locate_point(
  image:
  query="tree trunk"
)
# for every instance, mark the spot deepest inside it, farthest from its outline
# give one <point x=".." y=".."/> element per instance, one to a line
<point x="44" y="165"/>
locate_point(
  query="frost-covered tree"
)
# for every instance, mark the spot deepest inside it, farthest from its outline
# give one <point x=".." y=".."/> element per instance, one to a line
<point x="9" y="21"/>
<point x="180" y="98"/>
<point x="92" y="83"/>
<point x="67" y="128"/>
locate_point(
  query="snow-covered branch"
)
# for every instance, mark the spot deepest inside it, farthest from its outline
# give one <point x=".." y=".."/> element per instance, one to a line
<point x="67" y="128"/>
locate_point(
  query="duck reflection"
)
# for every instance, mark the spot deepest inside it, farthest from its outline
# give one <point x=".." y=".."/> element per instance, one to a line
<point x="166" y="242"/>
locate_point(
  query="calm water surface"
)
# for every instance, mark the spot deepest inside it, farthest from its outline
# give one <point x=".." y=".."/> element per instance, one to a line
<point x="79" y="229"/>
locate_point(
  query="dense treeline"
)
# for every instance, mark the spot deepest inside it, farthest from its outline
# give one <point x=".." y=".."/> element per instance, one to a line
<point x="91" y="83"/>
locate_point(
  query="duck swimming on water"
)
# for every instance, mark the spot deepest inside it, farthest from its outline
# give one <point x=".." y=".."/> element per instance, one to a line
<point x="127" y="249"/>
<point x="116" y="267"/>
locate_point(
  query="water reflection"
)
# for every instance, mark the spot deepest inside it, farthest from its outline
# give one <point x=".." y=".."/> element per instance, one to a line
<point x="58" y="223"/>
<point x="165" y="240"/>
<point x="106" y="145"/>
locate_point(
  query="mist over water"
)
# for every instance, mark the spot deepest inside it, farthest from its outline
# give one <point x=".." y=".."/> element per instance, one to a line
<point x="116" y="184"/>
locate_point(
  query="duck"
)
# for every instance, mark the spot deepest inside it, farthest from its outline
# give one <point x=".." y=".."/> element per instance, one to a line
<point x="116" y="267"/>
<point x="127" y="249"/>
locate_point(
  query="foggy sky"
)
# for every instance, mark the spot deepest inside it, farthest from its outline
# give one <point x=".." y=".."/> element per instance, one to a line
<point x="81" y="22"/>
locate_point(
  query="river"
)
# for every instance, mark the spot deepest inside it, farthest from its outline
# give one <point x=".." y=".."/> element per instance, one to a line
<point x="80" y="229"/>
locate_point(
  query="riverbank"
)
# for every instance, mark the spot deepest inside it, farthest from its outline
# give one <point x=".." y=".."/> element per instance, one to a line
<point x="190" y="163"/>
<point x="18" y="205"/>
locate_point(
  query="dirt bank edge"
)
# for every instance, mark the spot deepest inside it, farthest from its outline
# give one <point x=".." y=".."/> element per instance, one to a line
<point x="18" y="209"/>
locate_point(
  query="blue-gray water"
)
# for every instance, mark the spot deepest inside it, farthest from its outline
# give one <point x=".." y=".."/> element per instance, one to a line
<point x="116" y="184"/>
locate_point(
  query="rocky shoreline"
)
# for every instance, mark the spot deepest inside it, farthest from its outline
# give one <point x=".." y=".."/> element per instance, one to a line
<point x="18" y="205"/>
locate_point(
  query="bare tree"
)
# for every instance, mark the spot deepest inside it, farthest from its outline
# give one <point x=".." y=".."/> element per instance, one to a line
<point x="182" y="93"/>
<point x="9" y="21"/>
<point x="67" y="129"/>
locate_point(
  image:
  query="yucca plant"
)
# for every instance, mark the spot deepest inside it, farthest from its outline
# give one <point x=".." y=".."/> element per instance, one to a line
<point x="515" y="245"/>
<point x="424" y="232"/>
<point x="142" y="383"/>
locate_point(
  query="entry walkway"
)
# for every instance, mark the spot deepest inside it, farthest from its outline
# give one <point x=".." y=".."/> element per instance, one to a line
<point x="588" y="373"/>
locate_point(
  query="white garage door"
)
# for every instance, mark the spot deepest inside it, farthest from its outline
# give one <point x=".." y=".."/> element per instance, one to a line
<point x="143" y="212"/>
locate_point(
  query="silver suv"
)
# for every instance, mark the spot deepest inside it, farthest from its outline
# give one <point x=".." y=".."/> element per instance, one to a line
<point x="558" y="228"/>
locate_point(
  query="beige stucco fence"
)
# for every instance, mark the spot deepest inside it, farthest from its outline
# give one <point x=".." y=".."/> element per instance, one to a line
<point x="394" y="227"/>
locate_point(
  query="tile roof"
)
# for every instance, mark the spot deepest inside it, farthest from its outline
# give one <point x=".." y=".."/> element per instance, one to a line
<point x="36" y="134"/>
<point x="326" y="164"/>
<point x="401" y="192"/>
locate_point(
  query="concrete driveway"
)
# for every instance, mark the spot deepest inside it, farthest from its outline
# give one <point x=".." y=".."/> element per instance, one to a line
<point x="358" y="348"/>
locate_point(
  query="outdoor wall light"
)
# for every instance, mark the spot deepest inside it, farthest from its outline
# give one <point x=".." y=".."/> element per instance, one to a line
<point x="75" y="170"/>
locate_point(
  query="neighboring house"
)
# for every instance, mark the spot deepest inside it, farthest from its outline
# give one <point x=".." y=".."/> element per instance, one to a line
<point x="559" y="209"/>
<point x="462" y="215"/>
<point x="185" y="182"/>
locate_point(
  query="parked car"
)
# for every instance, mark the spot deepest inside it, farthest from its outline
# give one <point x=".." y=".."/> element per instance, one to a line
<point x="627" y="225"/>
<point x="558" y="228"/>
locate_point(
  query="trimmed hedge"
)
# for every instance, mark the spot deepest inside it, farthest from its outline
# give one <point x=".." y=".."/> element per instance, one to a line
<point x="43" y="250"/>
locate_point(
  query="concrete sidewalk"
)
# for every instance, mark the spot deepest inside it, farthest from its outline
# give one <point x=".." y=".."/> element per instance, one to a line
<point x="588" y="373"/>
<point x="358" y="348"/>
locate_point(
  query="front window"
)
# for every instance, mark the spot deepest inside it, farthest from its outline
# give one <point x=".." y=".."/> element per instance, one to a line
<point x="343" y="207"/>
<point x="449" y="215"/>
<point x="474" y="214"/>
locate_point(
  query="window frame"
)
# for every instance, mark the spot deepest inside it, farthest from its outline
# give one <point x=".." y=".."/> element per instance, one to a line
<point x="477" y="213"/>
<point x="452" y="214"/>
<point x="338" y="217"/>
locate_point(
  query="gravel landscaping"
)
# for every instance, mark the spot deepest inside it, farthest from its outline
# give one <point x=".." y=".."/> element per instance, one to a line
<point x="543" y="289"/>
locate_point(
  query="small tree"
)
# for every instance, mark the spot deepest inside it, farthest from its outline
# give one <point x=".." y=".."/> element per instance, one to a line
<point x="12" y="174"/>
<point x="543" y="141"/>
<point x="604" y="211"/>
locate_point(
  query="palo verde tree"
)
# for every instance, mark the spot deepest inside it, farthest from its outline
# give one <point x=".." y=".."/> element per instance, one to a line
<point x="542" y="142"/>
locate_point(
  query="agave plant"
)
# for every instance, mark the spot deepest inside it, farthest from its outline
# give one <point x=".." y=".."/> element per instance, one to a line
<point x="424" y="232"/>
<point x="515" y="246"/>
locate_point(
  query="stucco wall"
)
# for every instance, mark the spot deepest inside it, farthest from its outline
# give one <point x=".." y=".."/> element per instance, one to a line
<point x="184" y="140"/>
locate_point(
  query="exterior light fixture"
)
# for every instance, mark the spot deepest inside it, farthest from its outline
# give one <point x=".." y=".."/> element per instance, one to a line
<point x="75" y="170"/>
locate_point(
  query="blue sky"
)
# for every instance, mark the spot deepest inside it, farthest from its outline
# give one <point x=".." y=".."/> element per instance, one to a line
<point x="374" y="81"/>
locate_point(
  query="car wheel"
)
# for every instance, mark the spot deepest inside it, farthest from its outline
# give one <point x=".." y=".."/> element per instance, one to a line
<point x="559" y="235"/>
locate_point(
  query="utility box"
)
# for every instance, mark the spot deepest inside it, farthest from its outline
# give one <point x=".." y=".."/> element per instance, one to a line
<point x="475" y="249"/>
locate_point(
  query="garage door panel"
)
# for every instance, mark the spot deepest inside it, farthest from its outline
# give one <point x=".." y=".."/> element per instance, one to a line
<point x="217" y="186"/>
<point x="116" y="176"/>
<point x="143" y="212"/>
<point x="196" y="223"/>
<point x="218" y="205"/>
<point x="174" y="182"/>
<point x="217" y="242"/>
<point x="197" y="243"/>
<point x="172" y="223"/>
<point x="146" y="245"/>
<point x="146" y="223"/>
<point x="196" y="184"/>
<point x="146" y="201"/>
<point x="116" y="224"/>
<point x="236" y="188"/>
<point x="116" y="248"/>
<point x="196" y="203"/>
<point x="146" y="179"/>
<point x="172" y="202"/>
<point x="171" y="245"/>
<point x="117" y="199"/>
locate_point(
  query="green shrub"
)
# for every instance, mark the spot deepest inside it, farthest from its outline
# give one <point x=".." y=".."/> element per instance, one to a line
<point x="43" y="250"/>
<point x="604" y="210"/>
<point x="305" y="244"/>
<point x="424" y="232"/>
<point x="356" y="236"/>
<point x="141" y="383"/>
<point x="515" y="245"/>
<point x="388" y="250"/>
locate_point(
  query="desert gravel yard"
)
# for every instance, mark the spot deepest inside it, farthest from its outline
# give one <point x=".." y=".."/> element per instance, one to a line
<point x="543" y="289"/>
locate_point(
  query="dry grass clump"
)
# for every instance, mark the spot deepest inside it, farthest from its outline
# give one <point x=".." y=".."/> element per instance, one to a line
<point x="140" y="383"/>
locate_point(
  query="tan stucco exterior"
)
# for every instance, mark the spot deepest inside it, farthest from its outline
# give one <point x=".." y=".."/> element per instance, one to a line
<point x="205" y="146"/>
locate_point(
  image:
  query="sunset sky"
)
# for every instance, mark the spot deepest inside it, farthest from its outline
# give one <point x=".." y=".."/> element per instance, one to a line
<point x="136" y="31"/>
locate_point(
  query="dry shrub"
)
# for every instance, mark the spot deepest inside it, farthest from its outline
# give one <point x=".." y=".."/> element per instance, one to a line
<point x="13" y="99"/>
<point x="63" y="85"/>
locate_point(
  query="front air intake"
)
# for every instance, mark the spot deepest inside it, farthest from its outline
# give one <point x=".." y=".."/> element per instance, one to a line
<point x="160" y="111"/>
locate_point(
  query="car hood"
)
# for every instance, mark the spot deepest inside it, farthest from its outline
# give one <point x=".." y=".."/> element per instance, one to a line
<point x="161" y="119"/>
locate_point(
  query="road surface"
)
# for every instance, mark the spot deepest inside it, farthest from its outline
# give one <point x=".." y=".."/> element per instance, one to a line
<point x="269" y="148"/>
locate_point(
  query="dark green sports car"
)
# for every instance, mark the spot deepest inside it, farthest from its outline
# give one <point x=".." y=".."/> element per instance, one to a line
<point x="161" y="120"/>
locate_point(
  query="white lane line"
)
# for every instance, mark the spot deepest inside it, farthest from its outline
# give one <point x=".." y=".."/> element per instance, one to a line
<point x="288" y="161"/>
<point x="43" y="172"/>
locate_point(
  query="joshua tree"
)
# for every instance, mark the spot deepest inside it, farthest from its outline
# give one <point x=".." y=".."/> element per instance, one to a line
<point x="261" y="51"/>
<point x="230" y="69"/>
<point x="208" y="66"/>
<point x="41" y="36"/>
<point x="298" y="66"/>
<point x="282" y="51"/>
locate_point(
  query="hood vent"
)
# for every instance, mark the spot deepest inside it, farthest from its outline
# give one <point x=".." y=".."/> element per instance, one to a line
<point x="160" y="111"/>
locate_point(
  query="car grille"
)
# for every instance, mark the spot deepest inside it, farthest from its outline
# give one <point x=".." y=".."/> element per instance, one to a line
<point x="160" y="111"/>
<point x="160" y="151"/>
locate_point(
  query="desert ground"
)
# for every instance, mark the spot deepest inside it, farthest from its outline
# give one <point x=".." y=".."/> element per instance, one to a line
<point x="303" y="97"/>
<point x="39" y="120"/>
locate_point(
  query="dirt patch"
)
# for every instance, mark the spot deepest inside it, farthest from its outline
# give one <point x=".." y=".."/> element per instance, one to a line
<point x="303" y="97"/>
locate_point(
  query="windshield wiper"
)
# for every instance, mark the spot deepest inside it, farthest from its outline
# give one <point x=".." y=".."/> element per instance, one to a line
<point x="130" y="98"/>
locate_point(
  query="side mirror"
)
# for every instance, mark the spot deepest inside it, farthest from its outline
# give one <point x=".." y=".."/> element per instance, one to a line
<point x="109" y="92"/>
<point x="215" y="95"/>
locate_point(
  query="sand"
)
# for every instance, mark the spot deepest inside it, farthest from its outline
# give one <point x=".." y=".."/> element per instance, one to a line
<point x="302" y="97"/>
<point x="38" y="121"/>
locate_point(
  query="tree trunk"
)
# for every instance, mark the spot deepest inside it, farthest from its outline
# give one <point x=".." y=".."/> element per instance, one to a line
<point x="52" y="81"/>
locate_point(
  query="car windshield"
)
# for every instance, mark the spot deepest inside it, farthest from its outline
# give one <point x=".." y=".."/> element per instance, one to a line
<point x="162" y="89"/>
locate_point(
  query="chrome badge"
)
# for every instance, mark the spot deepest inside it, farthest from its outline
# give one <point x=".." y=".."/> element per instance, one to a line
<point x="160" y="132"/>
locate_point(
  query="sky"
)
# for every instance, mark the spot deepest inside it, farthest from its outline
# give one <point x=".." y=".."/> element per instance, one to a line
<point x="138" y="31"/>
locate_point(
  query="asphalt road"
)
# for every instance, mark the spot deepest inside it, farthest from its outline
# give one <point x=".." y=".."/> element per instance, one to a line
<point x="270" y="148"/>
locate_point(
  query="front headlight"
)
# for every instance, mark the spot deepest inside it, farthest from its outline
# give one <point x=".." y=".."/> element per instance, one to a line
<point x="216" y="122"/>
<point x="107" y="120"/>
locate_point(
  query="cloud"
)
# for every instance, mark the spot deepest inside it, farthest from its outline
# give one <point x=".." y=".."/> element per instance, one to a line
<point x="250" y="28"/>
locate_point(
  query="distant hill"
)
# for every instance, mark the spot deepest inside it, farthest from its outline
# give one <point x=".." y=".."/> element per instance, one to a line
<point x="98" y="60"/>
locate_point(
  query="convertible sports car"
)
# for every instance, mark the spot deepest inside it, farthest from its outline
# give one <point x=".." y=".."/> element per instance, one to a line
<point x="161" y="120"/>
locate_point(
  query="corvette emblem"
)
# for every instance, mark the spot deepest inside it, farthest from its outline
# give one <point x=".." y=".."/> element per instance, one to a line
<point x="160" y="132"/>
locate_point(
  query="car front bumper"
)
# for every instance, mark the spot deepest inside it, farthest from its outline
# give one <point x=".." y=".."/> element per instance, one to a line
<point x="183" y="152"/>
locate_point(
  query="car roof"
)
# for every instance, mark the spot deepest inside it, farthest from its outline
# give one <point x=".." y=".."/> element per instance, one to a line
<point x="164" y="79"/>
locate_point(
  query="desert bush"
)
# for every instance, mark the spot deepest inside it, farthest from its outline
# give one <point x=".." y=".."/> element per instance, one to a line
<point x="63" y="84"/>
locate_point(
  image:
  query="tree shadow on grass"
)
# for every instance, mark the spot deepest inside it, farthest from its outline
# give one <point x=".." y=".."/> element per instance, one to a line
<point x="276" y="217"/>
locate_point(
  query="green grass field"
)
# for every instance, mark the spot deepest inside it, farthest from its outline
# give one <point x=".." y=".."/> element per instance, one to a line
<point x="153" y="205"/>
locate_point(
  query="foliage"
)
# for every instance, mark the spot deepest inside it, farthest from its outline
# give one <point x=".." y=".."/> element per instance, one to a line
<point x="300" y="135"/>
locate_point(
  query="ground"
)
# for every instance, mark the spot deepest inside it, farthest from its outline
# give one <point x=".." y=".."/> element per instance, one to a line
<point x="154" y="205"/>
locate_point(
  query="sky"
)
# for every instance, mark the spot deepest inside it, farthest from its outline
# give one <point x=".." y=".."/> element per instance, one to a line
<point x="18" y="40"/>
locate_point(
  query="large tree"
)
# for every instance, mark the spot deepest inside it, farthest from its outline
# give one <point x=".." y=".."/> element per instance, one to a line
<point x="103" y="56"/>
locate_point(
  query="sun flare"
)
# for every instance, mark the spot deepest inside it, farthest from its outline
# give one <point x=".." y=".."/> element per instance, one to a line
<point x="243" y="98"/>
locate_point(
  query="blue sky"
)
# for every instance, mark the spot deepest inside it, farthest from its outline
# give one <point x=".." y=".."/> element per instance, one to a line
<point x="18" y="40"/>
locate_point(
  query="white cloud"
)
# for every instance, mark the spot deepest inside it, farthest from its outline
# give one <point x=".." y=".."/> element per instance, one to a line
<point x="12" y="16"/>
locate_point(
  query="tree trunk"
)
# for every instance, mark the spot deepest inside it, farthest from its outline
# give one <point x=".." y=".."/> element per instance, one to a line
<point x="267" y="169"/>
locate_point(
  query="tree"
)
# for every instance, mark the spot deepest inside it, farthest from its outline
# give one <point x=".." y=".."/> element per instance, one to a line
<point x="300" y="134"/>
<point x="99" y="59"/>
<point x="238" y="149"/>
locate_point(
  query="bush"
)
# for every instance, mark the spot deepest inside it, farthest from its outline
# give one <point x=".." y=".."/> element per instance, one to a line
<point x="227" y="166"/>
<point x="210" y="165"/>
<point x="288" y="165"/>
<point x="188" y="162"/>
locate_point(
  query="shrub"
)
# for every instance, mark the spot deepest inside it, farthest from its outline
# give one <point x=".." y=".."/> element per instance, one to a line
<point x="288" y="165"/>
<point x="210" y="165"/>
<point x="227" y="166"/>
◆ ◆ ◆ ◆ ◆ ◆ ◆
**WHAT IS NEEDED**
Your answer should be the lines of the records that hold the string "front".

**THE COMPLETED TASK**
  query="front window"
  query="front air intake"
  query="front headlight"
  query="car front bumper"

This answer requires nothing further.